→ **Data items**
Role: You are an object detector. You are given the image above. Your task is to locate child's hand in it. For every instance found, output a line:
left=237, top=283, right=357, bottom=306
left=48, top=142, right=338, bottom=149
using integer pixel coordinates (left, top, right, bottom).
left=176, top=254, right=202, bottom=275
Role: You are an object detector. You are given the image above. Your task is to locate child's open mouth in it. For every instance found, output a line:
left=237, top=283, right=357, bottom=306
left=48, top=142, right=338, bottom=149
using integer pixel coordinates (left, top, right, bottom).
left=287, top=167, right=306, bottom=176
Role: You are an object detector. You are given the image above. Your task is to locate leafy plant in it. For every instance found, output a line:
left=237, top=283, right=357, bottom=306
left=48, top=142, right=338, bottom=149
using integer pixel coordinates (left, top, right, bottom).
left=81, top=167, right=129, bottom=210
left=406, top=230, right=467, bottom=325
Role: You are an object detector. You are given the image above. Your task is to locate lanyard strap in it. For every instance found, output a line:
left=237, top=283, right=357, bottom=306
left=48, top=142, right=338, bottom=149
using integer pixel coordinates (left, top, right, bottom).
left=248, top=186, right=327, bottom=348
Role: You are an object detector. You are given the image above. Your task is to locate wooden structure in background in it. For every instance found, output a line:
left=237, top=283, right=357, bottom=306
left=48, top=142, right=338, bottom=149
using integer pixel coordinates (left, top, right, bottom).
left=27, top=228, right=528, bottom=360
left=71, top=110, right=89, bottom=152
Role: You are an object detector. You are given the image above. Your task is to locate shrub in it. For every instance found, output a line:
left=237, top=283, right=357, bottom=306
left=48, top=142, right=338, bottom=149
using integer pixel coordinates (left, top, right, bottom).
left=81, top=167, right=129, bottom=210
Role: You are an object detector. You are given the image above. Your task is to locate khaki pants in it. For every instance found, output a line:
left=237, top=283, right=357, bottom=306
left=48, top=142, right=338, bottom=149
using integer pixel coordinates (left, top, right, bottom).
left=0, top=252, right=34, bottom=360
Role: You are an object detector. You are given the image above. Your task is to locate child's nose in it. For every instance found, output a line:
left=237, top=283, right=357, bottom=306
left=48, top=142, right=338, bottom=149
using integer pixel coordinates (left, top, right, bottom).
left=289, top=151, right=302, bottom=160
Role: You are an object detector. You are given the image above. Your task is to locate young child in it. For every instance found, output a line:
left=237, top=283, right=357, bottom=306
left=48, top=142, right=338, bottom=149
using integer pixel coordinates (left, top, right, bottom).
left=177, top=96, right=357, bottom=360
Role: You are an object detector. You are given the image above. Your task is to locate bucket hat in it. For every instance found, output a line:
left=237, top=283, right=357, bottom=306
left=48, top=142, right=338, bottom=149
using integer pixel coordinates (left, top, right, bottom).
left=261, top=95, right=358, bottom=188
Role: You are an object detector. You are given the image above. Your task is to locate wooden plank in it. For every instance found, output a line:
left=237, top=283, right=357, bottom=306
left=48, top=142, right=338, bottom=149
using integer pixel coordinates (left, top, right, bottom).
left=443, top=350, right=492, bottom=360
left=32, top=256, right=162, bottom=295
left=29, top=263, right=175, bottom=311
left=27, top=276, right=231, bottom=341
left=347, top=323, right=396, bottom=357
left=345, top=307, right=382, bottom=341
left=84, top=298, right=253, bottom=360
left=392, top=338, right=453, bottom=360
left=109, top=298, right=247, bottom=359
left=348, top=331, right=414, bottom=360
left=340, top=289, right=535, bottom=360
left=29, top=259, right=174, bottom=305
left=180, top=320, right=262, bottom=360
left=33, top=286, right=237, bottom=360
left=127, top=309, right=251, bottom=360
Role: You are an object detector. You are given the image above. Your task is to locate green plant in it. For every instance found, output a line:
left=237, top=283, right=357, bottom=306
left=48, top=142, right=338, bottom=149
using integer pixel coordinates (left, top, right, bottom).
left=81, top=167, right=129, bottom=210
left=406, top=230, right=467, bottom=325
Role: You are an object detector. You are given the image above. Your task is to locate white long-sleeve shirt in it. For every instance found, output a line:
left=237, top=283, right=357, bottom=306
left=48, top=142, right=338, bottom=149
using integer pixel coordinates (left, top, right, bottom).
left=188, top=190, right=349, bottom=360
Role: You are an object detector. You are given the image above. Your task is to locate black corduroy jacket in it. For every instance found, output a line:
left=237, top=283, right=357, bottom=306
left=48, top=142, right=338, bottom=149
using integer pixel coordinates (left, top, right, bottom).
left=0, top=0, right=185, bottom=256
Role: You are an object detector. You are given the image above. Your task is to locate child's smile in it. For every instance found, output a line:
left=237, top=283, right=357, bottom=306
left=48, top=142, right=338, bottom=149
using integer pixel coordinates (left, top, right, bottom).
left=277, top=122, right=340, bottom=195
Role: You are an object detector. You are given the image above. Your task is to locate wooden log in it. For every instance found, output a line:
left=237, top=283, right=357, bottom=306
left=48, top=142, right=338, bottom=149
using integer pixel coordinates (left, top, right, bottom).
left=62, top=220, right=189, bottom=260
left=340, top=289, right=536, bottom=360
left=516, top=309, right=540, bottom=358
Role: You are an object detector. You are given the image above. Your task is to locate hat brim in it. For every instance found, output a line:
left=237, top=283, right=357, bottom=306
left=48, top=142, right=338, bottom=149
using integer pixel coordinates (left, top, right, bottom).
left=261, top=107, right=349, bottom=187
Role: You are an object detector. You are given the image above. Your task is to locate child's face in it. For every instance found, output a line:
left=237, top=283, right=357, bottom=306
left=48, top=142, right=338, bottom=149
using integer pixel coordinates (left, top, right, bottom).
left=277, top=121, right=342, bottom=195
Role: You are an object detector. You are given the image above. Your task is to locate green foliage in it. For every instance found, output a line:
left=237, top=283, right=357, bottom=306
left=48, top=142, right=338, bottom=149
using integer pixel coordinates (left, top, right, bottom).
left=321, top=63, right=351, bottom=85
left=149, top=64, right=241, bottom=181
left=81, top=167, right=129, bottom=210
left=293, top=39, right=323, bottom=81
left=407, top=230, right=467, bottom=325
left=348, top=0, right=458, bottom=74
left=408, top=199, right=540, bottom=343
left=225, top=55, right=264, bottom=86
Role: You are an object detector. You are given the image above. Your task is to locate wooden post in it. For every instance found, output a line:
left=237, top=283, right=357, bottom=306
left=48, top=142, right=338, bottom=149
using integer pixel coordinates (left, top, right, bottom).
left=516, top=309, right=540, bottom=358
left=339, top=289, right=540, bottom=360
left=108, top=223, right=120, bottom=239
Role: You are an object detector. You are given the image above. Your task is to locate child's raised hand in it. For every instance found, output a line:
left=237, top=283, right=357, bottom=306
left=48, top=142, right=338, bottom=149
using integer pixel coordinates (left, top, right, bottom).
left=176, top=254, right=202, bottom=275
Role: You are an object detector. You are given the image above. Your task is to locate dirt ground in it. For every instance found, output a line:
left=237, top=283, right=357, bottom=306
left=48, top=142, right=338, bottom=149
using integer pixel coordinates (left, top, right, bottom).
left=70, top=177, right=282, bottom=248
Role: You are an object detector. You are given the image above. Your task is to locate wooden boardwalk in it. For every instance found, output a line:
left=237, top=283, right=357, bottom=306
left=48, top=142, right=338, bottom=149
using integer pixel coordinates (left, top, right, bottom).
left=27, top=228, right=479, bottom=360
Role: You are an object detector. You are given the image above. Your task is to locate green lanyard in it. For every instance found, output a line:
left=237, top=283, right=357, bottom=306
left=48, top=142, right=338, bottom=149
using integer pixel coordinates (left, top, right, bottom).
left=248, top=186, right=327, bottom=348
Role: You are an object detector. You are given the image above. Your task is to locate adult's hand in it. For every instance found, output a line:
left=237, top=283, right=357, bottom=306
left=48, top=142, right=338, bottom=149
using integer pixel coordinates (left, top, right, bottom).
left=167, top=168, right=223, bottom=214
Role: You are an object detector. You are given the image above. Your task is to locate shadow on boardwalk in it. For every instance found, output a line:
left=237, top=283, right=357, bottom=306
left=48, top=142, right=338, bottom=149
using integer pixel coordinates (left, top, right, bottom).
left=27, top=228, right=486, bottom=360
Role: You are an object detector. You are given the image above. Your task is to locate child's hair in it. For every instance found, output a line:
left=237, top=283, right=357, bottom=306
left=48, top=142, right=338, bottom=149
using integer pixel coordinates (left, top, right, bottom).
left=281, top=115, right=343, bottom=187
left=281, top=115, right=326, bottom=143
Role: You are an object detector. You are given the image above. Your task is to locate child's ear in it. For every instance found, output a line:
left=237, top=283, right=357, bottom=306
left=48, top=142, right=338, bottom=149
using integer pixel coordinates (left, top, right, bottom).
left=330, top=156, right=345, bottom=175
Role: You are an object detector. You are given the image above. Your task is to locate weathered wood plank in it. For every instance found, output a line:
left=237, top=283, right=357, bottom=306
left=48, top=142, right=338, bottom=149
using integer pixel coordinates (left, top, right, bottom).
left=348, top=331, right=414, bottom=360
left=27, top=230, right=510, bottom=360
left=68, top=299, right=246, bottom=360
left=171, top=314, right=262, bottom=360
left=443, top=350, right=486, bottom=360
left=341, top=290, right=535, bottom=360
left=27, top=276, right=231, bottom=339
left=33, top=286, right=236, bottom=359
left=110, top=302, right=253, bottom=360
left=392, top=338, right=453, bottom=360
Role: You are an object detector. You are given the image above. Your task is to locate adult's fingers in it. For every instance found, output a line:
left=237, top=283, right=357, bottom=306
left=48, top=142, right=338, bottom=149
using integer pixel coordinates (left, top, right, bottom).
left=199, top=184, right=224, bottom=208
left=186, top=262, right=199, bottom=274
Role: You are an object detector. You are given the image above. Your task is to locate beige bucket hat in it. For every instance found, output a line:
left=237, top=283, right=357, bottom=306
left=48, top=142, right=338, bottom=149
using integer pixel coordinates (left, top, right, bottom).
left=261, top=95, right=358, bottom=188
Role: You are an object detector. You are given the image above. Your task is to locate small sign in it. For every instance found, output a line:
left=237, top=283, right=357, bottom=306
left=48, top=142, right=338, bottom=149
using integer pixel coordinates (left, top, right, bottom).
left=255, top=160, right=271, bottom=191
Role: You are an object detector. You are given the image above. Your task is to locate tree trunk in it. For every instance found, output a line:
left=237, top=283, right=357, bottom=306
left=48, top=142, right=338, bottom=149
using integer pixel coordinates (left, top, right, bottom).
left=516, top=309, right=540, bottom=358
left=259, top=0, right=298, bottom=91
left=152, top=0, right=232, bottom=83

→ **SHORT EXERCISE**
Can you reproduce the lines from the one containing "locate adult's hand" up to and including the one containing "left=27, top=228, right=486, bottom=360", substituting "object locator" for "object detector" and leaving everything else unchanged?

→ **WRITTEN RESPONSE**
Role: You are an object locator. You are given the image above. Your task is to locate adult's hand in it. For every instance found, output a line:
left=237, top=283, right=357, bottom=306
left=48, top=142, right=338, bottom=149
using integer pixel coordinates (left, top, right, bottom).
left=167, top=168, right=223, bottom=214
Role: You are an object locator. You are given the image above. Your task is to locate shadow on boardwalk in it. For every instance found, output a line:
left=237, top=283, right=357, bottom=306
left=48, top=142, right=338, bottom=149
using integer pixel coordinates (left, top, right, bottom).
left=27, top=228, right=486, bottom=360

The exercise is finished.